Data for analysis
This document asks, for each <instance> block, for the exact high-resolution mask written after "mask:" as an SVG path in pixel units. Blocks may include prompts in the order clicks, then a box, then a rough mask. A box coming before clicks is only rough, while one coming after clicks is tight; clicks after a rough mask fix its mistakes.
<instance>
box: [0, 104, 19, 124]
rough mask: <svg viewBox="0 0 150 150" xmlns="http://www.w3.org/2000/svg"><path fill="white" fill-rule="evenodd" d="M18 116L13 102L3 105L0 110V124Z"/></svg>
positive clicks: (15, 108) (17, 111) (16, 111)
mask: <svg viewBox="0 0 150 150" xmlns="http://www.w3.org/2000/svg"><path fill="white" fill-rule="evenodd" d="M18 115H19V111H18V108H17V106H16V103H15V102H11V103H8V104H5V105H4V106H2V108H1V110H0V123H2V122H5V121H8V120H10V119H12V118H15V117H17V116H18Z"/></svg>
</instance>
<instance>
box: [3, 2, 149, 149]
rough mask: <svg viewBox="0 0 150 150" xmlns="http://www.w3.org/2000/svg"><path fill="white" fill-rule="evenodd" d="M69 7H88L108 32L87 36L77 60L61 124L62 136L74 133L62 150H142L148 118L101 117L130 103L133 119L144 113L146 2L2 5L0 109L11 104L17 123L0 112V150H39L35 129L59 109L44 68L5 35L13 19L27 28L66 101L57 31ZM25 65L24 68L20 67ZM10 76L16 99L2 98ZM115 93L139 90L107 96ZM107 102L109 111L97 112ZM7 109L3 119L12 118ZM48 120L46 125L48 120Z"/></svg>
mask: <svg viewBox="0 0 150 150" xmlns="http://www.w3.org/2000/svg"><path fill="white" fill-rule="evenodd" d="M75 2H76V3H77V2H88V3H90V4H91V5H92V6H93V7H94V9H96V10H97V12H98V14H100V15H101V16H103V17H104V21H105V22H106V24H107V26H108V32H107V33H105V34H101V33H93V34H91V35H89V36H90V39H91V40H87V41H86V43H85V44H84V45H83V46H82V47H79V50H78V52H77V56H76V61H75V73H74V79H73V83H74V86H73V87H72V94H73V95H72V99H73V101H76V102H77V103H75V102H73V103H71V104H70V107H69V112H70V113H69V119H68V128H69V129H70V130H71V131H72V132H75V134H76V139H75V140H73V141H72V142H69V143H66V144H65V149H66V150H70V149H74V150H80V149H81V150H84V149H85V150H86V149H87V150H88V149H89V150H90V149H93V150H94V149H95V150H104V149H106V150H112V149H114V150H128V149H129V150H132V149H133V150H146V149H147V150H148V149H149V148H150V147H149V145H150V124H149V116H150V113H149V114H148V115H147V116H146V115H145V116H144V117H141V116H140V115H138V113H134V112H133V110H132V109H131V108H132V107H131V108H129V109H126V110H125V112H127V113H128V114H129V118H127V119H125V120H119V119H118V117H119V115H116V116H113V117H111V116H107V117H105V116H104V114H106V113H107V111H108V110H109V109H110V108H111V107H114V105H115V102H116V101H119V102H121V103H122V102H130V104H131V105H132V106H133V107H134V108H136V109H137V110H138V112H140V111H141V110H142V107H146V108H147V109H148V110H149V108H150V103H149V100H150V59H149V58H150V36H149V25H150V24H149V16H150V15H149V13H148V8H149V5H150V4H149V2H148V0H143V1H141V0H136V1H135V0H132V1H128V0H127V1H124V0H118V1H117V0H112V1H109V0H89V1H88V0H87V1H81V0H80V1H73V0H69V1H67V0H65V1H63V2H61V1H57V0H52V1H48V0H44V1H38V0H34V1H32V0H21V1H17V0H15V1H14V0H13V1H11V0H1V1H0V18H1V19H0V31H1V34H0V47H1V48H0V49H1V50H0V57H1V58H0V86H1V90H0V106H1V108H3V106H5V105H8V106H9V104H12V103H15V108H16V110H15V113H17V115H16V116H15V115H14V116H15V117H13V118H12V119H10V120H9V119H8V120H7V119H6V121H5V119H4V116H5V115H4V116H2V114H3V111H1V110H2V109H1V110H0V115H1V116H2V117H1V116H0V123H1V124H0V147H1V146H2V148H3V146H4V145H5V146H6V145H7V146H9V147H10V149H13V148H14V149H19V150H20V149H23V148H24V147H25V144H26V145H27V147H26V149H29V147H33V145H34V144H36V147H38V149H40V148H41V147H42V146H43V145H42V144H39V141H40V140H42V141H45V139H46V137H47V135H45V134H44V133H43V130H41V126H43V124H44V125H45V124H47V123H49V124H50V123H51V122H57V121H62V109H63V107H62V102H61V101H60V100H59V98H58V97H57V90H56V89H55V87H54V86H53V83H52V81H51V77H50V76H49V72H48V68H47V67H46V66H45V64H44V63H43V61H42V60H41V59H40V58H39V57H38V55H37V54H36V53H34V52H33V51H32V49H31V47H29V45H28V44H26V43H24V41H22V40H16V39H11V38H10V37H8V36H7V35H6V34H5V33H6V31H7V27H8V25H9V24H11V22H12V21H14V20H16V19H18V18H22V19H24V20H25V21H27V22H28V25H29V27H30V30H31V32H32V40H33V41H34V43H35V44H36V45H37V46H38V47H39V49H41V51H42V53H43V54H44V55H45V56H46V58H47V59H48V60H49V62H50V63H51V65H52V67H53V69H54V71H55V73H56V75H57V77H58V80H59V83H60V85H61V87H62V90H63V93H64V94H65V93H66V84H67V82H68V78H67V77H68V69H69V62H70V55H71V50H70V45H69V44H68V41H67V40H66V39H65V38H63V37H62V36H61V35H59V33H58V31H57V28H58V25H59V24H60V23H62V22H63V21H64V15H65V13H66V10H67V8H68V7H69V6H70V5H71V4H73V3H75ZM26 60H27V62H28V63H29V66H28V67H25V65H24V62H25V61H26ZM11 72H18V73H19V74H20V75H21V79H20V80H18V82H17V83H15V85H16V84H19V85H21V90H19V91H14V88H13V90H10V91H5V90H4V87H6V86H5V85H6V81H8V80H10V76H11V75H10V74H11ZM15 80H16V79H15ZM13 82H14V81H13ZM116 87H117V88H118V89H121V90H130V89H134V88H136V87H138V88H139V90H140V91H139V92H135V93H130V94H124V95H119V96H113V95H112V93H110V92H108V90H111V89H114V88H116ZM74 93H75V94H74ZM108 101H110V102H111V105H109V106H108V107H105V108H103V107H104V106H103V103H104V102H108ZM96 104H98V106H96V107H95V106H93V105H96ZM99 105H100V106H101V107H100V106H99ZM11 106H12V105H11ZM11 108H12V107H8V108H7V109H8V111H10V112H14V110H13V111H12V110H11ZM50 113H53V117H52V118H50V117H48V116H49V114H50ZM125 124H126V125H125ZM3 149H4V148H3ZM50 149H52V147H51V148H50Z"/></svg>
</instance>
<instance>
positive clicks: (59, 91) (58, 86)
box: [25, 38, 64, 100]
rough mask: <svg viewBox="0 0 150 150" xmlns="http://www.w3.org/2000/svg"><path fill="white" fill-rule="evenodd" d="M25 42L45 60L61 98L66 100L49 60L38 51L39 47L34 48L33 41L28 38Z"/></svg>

What the exercise asks
Starting at the top of the records, copy every line exactly.

Task response
This document asks, for each <instance> block, for the exact high-resolution mask written after "mask:" as an SVG path in pixel units. Blocks may include prompts in the order clicks, then a box, then a rough mask. A box coming before clicks is only rough, while one coming after clicks is tight; clicks after a rough mask fix its mistakes.
<instance>
box: [0, 104, 19, 124]
rough mask: <svg viewBox="0 0 150 150" xmlns="http://www.w3.org/2000/svg"><path fill="white" fill-rule="evenodd" d="M18 116L13 102L3 105L0 110V124Z"/></svg>
positive clicks: (15, 108) (17, 111) (16, 111)
mask: <svg viewBox="0 0 150 150" xmlns="http://www.w3.org/2000/svg"><path fill="white" fill-rule="evenodd" d="M18 115H19V111H18V108H17V106H16V103H15V102H11V103H8V104H5V105H4V106H2V108H1V110H0V123H2V122H5V121H8V120H10V119H12V118H15V117H17V116H18Z"/></svg>
</instance>
<instance>
box: [3, 2, 149, 149]
rough mask: <svg viewBox="0 0 150 150" xmlns="http://www.w3.org/2000/svg"><path fill="white" fill-rule="evenodd" d="M69 7H88L108 32L87 36L77 60L61 124L62 136L74 133L62 150H142L148 118L101 117L130 103L133 119L144 113L146 2L2 5L0 109L11 104L17 123L0 112V150H39L35 129L59 109L44 68L5 35L13 19L27 28L66 101L57 31ZM25 65L24 68L20 67ZM10 76L16 99L2 98ZM115 93L139 90L107 96ZM107 102L109 111L97 112ZM7 109L3 119L12 118ZM48 120L46 125L48 120Z"/></svg>
mask: <svg viewBox="0 0 150 150" xmlns="http://www.w3.org/2000/svg"><path fill="white" fill-rule="evenodd" d="M75 2H76V3H77V2H88V3H90V4H91V5H92V6H93V7H94V9H96V10H97V12H98V14H100V15H101V16H103V17H104V21H105V22H106V24H107V26H108V32H107V33H105V34H101V33H93V34H91V35H89V36H90V39H91V40H87V41H86V43H85V44H84V45H83V46H82V47H79V50H78V52H77V56H76V61H75V73H74V79H73V83H74V86H73V87H72V94H73V95H72V99H73V101H76V102H77V103H75V102H73V103H71V104H70V107H69V112H70V113H69V119H68V128H69V129H70V130H71V131H72V132H75V134H76V139H75V140H73V141H72V142H69V143H66V144H65V149H66V150H70V149H74V150H80V149H81V150H84V149H85V150H86V149H87V150H88V149H89V150H90V149H93V150H94V149H95V150H104V149H106V150H112V149H114V150H128V149H129V150H132V149H133V150H146V149H147V150H148V149H149V148H150V147H149V145H150V124H149V116H150V113H149V114H148V115H147V116H146V115H145V116H144V117H141V116H140V115H138V113H134V112H133V110H132V109H131V108H132V107H131V108H129V109H126V110H125V112H127V113H128V114H129V118H127V119H125V120H119V119H118V117H119V115H116V116H113V117H111V116H107V117H105V116H104V114H106V113H107V111H108V110H109V109H110V108H111V107H114V105H115V102H116V101H119V102H121V103H122V102H130V104H131V105H132V106H133V107H134V108H136V109H137V110H138V112H140V111H141V110H142V107H146V108H147V109H148V110H149V108H150V103H149V100H150V59H149V58H150V36H149V25H150V24H149V16H150V15H149V13H148V8H149V5H150V4H149V2H148V0H143V1H141V0H136V1H135V0H132V1H128V0H127V1H124V0H118V1H117V0H112V1H109V0H89V1H88V0H87V1H81V0H80V1H73V0H69V1H67V0H65V1H63V2H61V1H57V0H52V1H48V0H44V1H38V0H34V1H32V0H21V1H17V0H15V1H14V0H13V1H11V0H1V1H0V18H1V19H0V31H1V34H0V47H1V48H0V49H1V50H0V57H1V58H0V86H1V90H0V106H1V108H3V106H5V105H8V106H9V104H12V103H15V108H16V110H15V113H17V115H16V116H15V115H14V116H15V117H13V118H12V119H10V120H9V119H8V120H7V119H6V121H5V119H4V116H5V115H4V116H2V114H3V111H1V110H2V109H1V110H0V115H1V116H2V117H1V116H0V123H1V124H0V147H1V146H2V148H3V146H4V145H5V146H6V145H7V146H9V147H10V149H13V148H14V149H19V150H20V149H23V148H24V147H25V144H26V145H27V147H26V149H29V147H33V145H34V144H36V147H38V149H40V148H41V147H42V146H43V145H42V144H39V141H40V140H42V141H45V139H46V137H47V135H45V134H44V133H43V130H41V126H43V124H44V125H45V124H47V123H49V124H50V123H51V122H57V121H62V109H63V107H62V102H61V101H60V100H59V98H58V97H57V90H56V89H55V87H54V86H53V83H52V81H51V77H50V76H49V72H48V68H47V67H46V66H45V64H44V63H43V61H42V60H41V59H40V58H39V57H38V55H37V54H36V53H34V52H33V51H32V49H31V47H29V45H28V44H26V43H24V41H22V40H16V39H11V38H10V37H8V36H7V35H6V34H5V33H6V31H7V27H8V25H9V24H11V22H12V21H14V20H16V19H18V18H22V19H24V20H25V21H27V22H28V25H29V27H30V30H31V32H32V40H33V41H34V43H35V44H36V45H37V46H38V47H39V49H41V51H42V53H43V54H44V55H45V56H46V58H47V59H48V60H49V62H50V63H51V65H52V67H53V69H54V71H55V73H56V75H57V77H58V80H59V83H60V85H61V87H62V90H63V93H64V94H65V93H66V84H67V82H68V78H67V77H68V69H69V62H70V55H71V50H70V45H69V44H68V41H67V40H66V39H65V38H63V37H62V36H61V35H59V33H58V31H57V28H58V25H59V24H60V23H62V22H63V21H64V15H65V13H66V10H67V8H68V7H69V6H70V5H71V4H73V3H75ZM26 60H27V62H28V63H29V66H28V67H25V65H24V62H25V61H26ZM11 72H18V73H19V74H20V75H21V79H20V80H18V82H17V83H15V85H16V84H19V85H21V90H19V91H14V88H13V90H10V91H5V90H4V87H6V86H5V85H6V81H8V80H10V76H11V75H10V74H11ZM15 80H16V79H15ZM13 82H14V81H13ZM116 87H117V88H118V89H121V90H130V89H134V88H136V87H138V88H139V90H140V91H139V92H135V93H130V94H124V95H119V96H113V95H112V93H110V92H108V90H111V89H114V88H116ZM74 93H75V94H74ZM108 101H110V102H111V105H109V106H108V107H105V108H103V107H104V106H103V103H104V102H108ZM96 104H98V106H96V107H95V106H93V105H96ZM99 105H100V106H101V107H100V106H99ZM11 106H12V105H11ZM11 108H12V107H8V108H7V109H8V111H10V112H14V110H13V111H12V110H11ZM50 113H53V117H52V118H50V117H48V116H49V114H50ZM125 124H126V125H125ZM3 149H4V148H3ZM50 149H52V147H51V148H50Z"/></svg>
</instance>
<instance>
positive clicks: (59, 91) (58, 86)
box: [25, 38, 64, 100]
rough mask: <svg viewBox="0 0 150 150" xmlns="http://www.w3.org/2000/svg"><path fill="white" fill-rule="evenodd" d="M25 42L45 60L61 98L66 100L49 60L38 51L39 47L34 48L33 41L28 38Z"/></svg>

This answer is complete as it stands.